» **What you need to do**
Copy the items from the line with "Please drop a marker on every instance of the sunset" up to and including the line with "<point>107,57</point>", swapping "farthest from its outline" for "most distant from its edge" and changing nothing else.

» **Extracted data**
^^^^^^^^

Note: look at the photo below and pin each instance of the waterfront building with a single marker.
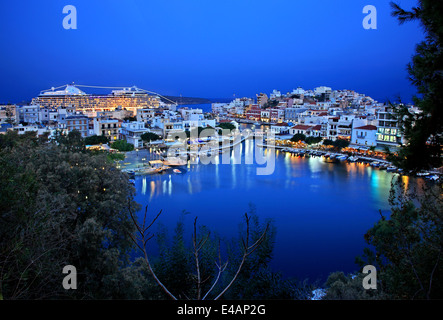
(262, 98)
(132, 132)
(145, 115)
(275, 94)
(8, 114)
(388, 129)
(29, 114)
(111, 128)
(130, 99)
(253, 113)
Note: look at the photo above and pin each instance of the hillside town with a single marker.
(128, 113)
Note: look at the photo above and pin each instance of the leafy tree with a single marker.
(199, 271)
(408, 245)
(270, 104)
(423, 130)
(298, 137)
(93, 140)
(60, 206)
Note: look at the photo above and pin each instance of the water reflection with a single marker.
(321, 210)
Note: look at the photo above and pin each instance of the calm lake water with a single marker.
(321, 210)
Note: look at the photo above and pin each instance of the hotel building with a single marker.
(130, 99)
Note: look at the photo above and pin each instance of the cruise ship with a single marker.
(131, 99)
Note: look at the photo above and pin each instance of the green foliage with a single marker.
(150, 136)
(298, 137)
(424, 130)
(349, 287)
(408, 246)
(175, 265)
(122, 145)
(61, 206)
(73, 141)
(93, 140)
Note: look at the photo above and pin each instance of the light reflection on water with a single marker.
(321, 210)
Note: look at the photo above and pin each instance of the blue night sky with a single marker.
(205, 48)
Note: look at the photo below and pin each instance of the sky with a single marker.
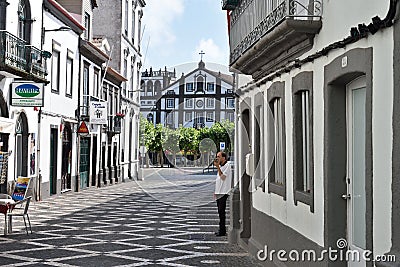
(176, 31)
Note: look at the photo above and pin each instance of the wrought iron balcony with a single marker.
(229, 4)
(267, 28)
(114, 124)
(19, 58)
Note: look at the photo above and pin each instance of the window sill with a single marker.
(305, 198)
(277, 189)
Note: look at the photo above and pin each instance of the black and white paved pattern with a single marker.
(155, 222)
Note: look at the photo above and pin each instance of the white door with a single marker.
(356, 196)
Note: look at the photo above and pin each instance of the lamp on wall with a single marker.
(60, 29)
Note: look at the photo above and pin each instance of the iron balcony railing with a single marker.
(20, 58)
(114, 124)
(229, 4)
(252, 19)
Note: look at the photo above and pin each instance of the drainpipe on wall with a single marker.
(78, 114)
(3, 14)
(234, 227)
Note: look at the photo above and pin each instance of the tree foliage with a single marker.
(185, 139)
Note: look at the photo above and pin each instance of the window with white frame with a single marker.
(231, 117)
(304, 101)
(277, 127)
(126, 16)
(133, 25)
(170, 118)
(170, 103)
(96, 88)
(230, 103)
(210, 87)
(303, 161)
(125, 75)
(188, 116)
(189, 87)
(86, 34)
(85, 103)
(55, 71)
(210, 103)
(189, 103)
(69, 77)
(210, 116)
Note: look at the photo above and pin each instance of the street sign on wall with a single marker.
(27, 94)
(98, 112)
(222, 146)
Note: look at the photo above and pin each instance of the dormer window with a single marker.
(87, 26)
(24, 20)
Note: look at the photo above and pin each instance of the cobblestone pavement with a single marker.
(161, 221)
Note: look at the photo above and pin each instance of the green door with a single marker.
(84, 163)
(53, 161)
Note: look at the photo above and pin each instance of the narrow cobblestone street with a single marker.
(169, 219)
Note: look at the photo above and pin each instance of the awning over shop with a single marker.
(7, 125)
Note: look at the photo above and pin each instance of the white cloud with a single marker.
(213, 53)
(158, 18)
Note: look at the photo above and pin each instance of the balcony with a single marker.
(114, 124)
(18, 58)
(229, 4)
(266, 34)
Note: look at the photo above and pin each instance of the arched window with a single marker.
(200, 83)
(24, 20)
(157, 87)
(21, 144)
(142, 86)
(149, 88)
(150, 118)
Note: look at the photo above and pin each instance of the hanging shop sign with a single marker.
(98, 112)
(27, 94)
(83, 129)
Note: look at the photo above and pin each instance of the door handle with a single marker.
(346, 196)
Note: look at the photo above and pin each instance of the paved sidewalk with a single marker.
(124, 225)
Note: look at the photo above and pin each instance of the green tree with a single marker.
(223, 132)
(188, 141)
(146, 135)
(207, 147)
(171, 143)
(155, 142)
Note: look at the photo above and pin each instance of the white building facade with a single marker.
(322, 104)
(196, 99)
(123, 31)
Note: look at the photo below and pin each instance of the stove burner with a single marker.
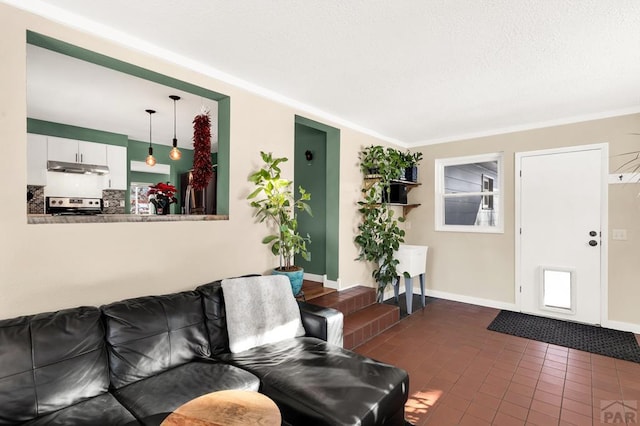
(73, 206)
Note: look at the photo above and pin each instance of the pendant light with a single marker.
(151, 161)
(175, 153)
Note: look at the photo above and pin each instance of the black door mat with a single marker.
(588, 338)
(402, 303)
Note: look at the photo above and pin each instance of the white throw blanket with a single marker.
(260, 310)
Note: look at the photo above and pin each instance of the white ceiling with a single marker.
(410, 71)
(66, 90)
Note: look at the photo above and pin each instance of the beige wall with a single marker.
(481, 267)
(47, 267)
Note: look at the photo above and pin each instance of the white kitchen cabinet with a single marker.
(36, 159)
(117, 162)
(74, 151)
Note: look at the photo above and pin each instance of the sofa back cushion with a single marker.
(151, 334)
(214, 310)
(49, 361)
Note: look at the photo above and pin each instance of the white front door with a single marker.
(560, 196)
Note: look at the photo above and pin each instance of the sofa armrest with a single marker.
(323, 323)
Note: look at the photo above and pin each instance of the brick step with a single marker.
(313, 289)
(363, 317)
(347, 301)
(362, 325)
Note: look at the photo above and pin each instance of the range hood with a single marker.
(79, 168)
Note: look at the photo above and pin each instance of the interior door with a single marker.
(561, 196)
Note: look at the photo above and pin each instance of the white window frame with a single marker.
(440, 164)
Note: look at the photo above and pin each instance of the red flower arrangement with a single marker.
(164, 196)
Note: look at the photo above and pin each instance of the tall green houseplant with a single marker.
(278, 207)
(379, 234)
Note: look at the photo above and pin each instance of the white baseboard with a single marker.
(622, 326)
(496, 304)
(331, 284)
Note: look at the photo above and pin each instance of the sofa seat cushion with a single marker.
(154, 398)
(100, 410)
(148, 335)
(317, 383)
(50, 361)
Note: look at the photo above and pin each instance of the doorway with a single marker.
(561, 223)
(317, 170)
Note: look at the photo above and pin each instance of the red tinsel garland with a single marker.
(202, 166)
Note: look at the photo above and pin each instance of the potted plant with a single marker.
(379, 234)
(279, 207)
(164, 196)
(410, 166)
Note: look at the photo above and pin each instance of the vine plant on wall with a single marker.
(379, 234)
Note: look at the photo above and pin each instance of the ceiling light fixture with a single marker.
(175, 153)
(151, 161)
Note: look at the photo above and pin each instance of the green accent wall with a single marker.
(136, 151)
(311, 175)
(331, 175)
(222, 158)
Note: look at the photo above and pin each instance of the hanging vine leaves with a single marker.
(202, 166)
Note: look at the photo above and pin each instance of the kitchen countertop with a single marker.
(114, 218)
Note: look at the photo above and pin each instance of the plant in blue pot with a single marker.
(278, 206)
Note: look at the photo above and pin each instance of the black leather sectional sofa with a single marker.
(133, 362)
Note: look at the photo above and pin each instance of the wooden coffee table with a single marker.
(226, 408)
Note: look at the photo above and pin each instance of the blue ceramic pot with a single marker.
(295, 278)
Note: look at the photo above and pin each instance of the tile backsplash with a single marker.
(113, 201)
(36, 204)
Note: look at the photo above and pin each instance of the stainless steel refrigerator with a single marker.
(197, 202)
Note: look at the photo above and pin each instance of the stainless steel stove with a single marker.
(73, 206)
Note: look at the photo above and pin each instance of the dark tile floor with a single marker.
(460, 373)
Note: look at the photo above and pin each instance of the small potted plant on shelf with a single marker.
(279, 207)
(379, 234)
(410, 165)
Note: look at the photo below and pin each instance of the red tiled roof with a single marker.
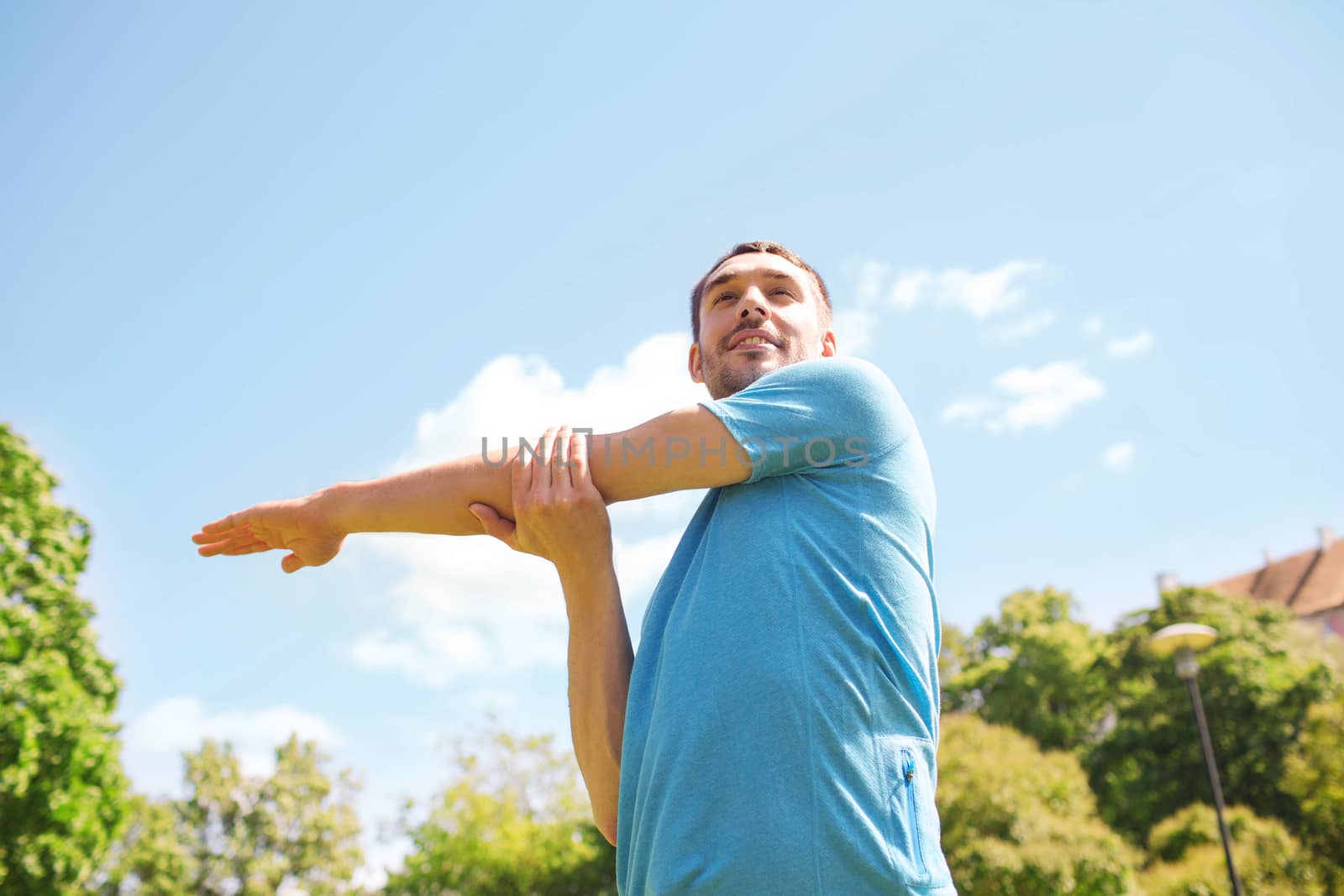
(1308, 582)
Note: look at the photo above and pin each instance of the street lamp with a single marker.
(1183, 640)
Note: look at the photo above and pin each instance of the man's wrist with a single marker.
(335, 506)
(586, 582)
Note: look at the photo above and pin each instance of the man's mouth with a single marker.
(752, 340)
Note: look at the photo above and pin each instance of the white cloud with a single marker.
(1119, 457)
(465, 605)
(981, 295)
(1136, 344)
(156, 738)
(1028, 398)
(1023, 328)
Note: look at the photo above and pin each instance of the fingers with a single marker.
(233, 546)
(543, 469)
(578, 457)
(494, 523)
(561, 463)
(226, 526)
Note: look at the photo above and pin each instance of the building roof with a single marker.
(1308, 582)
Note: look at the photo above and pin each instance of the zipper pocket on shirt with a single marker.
(907, 773)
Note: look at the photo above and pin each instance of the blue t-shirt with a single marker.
(783, 715)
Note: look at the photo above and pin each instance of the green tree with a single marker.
(1021, 821)
(1032, 667)
(60, 781)
(1187, 856)
(152, 853)
(515, 821)
(237, 835)
(1258, 681)
(1314, 775)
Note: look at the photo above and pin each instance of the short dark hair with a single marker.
(756, 246)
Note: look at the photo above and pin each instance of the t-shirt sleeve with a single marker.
(815, 414)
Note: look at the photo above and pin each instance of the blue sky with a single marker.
(255, 249)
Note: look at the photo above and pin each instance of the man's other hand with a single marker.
(297, 526)
(559, 513)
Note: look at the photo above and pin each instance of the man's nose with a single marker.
(753, 302)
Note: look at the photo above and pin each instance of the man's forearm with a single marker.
(600, 661)
(433, 500)
(685, 449)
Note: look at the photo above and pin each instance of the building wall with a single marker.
(1331, 620)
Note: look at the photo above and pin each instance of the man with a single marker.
(777, 731)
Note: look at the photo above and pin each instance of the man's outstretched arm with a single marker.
(685, 449)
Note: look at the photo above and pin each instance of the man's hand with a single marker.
(299, 526)
(559, 513)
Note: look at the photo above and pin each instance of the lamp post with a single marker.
(1182, 641)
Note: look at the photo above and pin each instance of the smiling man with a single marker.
(777, 731)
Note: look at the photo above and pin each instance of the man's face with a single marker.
(759, 312)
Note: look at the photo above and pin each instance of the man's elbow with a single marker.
(606, 826)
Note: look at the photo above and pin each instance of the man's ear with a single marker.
(828, 344)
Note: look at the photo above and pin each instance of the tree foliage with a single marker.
(60, 781)
(244, 836)
(1258, 683)
(1018, 820)
(515, 821)
(1314, 775)
(1032, 668)
(1189, 860)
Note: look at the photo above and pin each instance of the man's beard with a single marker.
(725, 379)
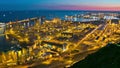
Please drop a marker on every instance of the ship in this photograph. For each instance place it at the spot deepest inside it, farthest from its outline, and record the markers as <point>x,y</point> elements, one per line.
<point>2,28</point>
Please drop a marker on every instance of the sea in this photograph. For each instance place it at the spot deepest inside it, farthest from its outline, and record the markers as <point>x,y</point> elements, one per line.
<point>7,16</point>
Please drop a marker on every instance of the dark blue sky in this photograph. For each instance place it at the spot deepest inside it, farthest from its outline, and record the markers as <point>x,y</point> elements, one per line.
<point>60,4</point>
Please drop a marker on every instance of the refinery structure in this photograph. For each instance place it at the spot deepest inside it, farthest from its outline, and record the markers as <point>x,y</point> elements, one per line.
<point>58,43</point>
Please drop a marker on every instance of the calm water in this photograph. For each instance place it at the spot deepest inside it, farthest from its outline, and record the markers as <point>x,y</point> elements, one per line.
<point>6,16</point>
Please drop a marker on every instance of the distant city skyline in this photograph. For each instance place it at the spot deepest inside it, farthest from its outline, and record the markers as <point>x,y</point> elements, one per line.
<point>104,5</point>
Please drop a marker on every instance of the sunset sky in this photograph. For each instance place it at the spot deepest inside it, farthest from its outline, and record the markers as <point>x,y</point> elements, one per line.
<point>113,5</point>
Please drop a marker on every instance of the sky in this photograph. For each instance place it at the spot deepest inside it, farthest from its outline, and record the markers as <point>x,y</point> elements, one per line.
<point>112,5</point>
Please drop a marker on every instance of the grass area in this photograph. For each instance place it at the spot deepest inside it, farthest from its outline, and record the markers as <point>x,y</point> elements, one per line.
<point>107,57</point>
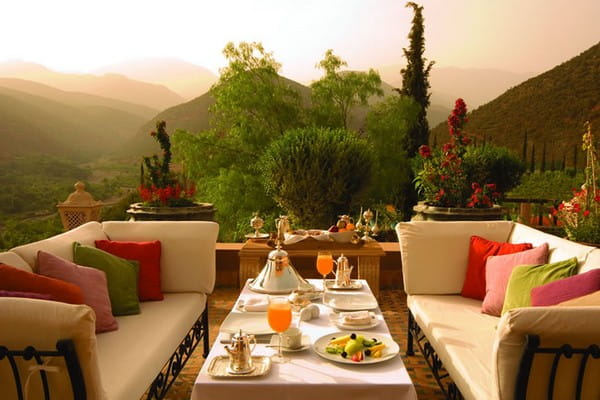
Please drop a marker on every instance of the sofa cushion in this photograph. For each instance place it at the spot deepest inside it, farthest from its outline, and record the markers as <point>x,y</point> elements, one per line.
<point>462,336</point>
<point>92,282</point>
<point>145,342</point>
<point>25,295</point>
<point>14,279</point>
<point>497,273</point>
<point>51,320</point>
<point>147,254</point>
<point>443,247</point>
<point>479,250</point>
<point>61,245</point>
<point>121,276</point>
<point>566,289</point>
<point>13,259</point>
<point>525,277</point>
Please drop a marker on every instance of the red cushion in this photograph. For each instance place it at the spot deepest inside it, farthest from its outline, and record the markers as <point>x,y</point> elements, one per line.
<point>15,279</point>
<point>479,250</point>
<point>147,254</point>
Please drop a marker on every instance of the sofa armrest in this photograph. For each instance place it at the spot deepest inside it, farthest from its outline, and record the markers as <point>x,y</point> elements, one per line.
<point>188,250</point>
<point>41,324</point>
<point>435,254</point>
<point>555,326</point>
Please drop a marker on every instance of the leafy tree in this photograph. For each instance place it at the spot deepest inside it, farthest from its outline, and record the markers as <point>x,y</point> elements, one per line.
<point>388,124</point>
<point>316,173</point>
<point>415,80</point>
<point>335,94</point>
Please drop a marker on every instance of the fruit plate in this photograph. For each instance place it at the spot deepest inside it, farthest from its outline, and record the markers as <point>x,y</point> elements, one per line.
<point>390,351</point>
<point>350,301</point>
<point>339,322</point>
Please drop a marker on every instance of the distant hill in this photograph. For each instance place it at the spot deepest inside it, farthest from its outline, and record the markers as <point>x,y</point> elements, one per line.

^^^^^^^^

» **Full output**
Please drop a marker on every instance of the sunset sky in this photograph. For each instance place it at the spot deepest inside it, most distant from its edge, and record the markers as <point>x,y</point> elements, one per line.
<point>113,5</point>
Please drop a marker on every instance of the sky in this photograph. For each instance place it at the spot deepest inside it, most distant from its edge, and record the markers as <point>x,y</point> elements, one per line.
<point>112,5</point>
Please drop a marker on every instance of the grass area in this photograph. For each instance place it at the spot deepest inside it, most distant from its edge, and record the markers as <point>x,y</point> elements, one per line.
<point>107,57</point>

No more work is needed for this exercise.